## Entries supplied:

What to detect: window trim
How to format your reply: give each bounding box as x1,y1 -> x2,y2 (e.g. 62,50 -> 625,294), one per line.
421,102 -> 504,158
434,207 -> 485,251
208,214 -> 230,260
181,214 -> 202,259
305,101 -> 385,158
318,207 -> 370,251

## What is being asked:
Having found the line with "How to format", transcribe it and each line after it to the end of the entries, with no other lines.

## Result of this task:
How to format your reply: give each bounding box as x1,y1 -> x2,y2 (e.g. 62,50 -> 625,294), one per line.
421,102 -> 504,158
434,207 -> 485,251
208,214 -> 230,260
181,214 -> 202,259
305,101 -> 385,158
318,207 -> 370,251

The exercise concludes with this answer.